Exercise details
Can you give back every line of the material below, unchanged and character for character, with the pictures left out?

Data provided
——————————
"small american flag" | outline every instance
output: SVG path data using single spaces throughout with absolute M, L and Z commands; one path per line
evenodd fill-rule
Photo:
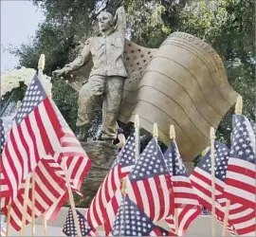
M 250 209 L 256 207 L 255 145 L 255 136 L 248 119 L 243 115 L 233 116 L 225 192 L 229 199 Z
M 165 152 L 164 159 L 169 172 L 172 173 L 178 229 L 175 230 L 174 218 L 167 218 L 166 222 L 173 231 L 176 231 L 178 236 L 183 236 L 192 222 L 201 213 L 201 209 L 174 140 L 172 141 L 171 146 Z
M 215 141 L 215 212 L 216 219 L 223 223 L 227 198 L 224 193 L 225 178 L 229 162 L 228 147 Z M 211 211 L 211 164 L 210 151 L 200 160 L 190 176 L 199 203 Z M 231 235 L 249 235 L 255 229 L 255 212 L 241 204 L 231 203 L 228 230 Z
M 176 236 L 155 226 L 153 221 L 131 201 L 123 197 L 112 229 L 113 236 Z
M 65 180 L 57 173 L 60 169 L 56 167 L 53 159 L 41 159 L 32 173 L 34 178 L 34 215 L 35 218 L 46 213 L 46 211 L 58 201 L 61 195 L 66 191 Z M 25 183 L 22 183 L 18 195 L 11 203 L 10 225 L 19 231 L 22 227 L 23 206 L 24 206 Z M 5 214 L 8 214 L 8 208 L 3 209 Z M 28 191 L 27 225 L 31 222 L 32 216 L 32 183 Z
M 63 168 L 67 167 L 74 188 L 80 190 L 90 160 L 60 118 L 57 106 L 46 97 L 35 76 L 26 91 L 3 151 L 2 171 L 12 200 L 17 197 L 27 173 L 35 169 L 40 159 L 49 156 Z
M 11 128 L 12 119 L 10 118 L 0 118 L 0 154 L 9 138 L 9 130 Z
M 6 107 L 5 111 L 4 111 L 4 113 L 2 114 L 2 117 L 9 117 L 9 118 L 11 118 L 15 115 L 16 110 L 17 110 L 17 102 L 15 102 L 15 101 L 10 101 L 10 102 L 7 105 L 7 107 Z
M 7 179 L 2 172 L 3 170 L 3 160 L 2 160 L 2 151 L 5 144 L 9 138 L 9 134 L 11 128 L 12 120 L 9 118 L 0 118 L 0 208 L 5 207 L 9 203 L 9 191 L 8 187 Z
M 97 232 L 97 230 L 90 228 L 89 223 L 84 219 L 83 215 L 79 210 L 76 210 L 76 211 L 78 215 L 82 236 L 99 236 L 99 233 Z M 68 210 L 66 220 L 63 228 L 63 232 L 66 236 L 78 235 L 74 217 L 73 217 L 73 212 L 71 209 L 69 209 Z
M 2 223 L 1 223 L 0 228 L 1 228 L 0 236 L 7 236 L 7 229 Z
M 120 189 L 120 179 L 125 177 L 135 166 L 135 137 L 131 136 L 114 161 L 86 212 L 86 218 L 92 227 L 103 225 L 106 206 L 115 191 Z
M 113 228 L 115 217 L 118 214 L 121 201 L 122 192 L 120 189 L 118 189 L 103 212 L 105 236 L 108 236 Z
M 54 128 L 60 125 L 52 112 L 52 103 L 35 76 L 13 119 L 9 138 L 2 153 L 2 171 L 12 200 L 41 157 L 54 155 L 52 145 L 63 133 L 60 129 L 56 134 Z
M 153 138 L 128 174 L 127 195 L 153 221 L 174 214 L 174 190 L 163 154 Z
——————————
Written response
"small american flag" | outline every instance
output: SVG path data using single spaces throughout with absolute M, L and Z commands; one path per line
evenodd fill-rule
Photo:
M 250 209 L 256 207 L 255 145 L 255 136 L 248 119 L 243 115 L 233 116 L 225 192 L 229 199 Z
M 165 152 L 164 159 L 169 172 L 172 173 L 178 229 L 175 230 L 174 218 L 167 218 L 166 222 L 173 231 L 176 231 L 178 236 L 183 236 L 192 222 L 201 213 L 201 209 L 174 140 L 172 141 L 171 146 Z
M 215 141 L 215 212 L 216 219 L 223 223 L 227 198 L 224 193 L 225 178 L 229 162 L 228 147 Z M 211 211 L 211 164 L 210 151 L 200 160 L 190 176 L 199 203 Z M 231 235 L 249 235 L 255 229 L 255 212 L 241 204 L 231 203 L 228 230 Z
M 176 236 L 155 226 L 153 221 L 131 201 L 123 197 L 112 229 L 113 236 Z
M 65 180 L 57 173 L 60 169 L 56 167 L 53 159 L 41 159 L 32 173 L 34 178 L 34 215 L 35 218 L 46 213 L 46 211 L 58 201 L 61 195 L 66 191 Z M 25 183 L 22 183 L 18 195 L 11 203 L 10 225 L 19 231 L 22 227 L 23 206 L 24 206 Z M 5 214 L 8 214 L 8 208 L 3 209 Z M 28 191 L 27 225 L 31 222 L 32 216 L 32 183 Z
M 63 168 L 67 167 L 74 188 L 80 190 L 90 160 L 60 118 L 57 106 L 46 97 L 35 76 L 26 91 L 3 151 L 2 171 L 12 200 L 17 197 L 27 173 L 35 169 L 40 159 L 49 156 Z
M 11 128 L 12 119 L 10 118 L 0 118 L 0 154 L 9 138 L 9 130 Z
M 6 107 L 5 111 L 4 111 L 4 113 L 2 114 L 2 117 L 9 117 L 9 118 L 11 118 L 15 115 L 16 110 L 17 110 L 17 102 L 15 102 L 15 101 L 10 101 L 10 102 L 7 105 L 7 107 Z
M 7 179 L 2 172 L 3 170 L 3 160 L 2 160 L 2 151 L 5 144 L 9 138 L 9 134 L 11 128 L 12 120 L 9 118 L 0 118 L 0 208 L 5 207 L 9 203 L 9 191 L 8 187 Z
M 97 232 L 97 230 L 90 228 L 89 223 L 84 219 L 83 215 L 79 210 L 76 210 L 76 211 L 78 215 L 82 236 L 99 236 L 99 233 Z M 68 210 L 66 220 L 63 228 L 63 232 L 66 236 L 78 235 L 74 217 L 73 217 L 73 212 L 71 209 L 69 209 Z
M 2 223 L 1 223 L 0 228 L 1 228 L 0 236 L 7 236 L 7 229 Z
M 120 189 L 120 179 L 125 177 L 135 166 L 135 137 L 131 136 L 114 161 L 86 212 L 86 218 L 92 227 L 103 225 L 106 206 L 115 191 Z
M 113 228 L 115 217 L 118 214 L 121 201 L 122 192 L 120 189 L 118 189 L 103 212 L 105 236 L 108 236 Z
M 54 128 L 60 125 L 52 112 L 52 103 L 35 76 L 13 119 L 9 138 L 2 153 L 2 171 L 12 200 L 41 157 L 54 155 L 52 145 L 63 133 L 60 129 L 56 134 Z
M 153 138 L 128 174 L 127 195 L 153 221 L 174 214 L 174 190 L 163 154 Z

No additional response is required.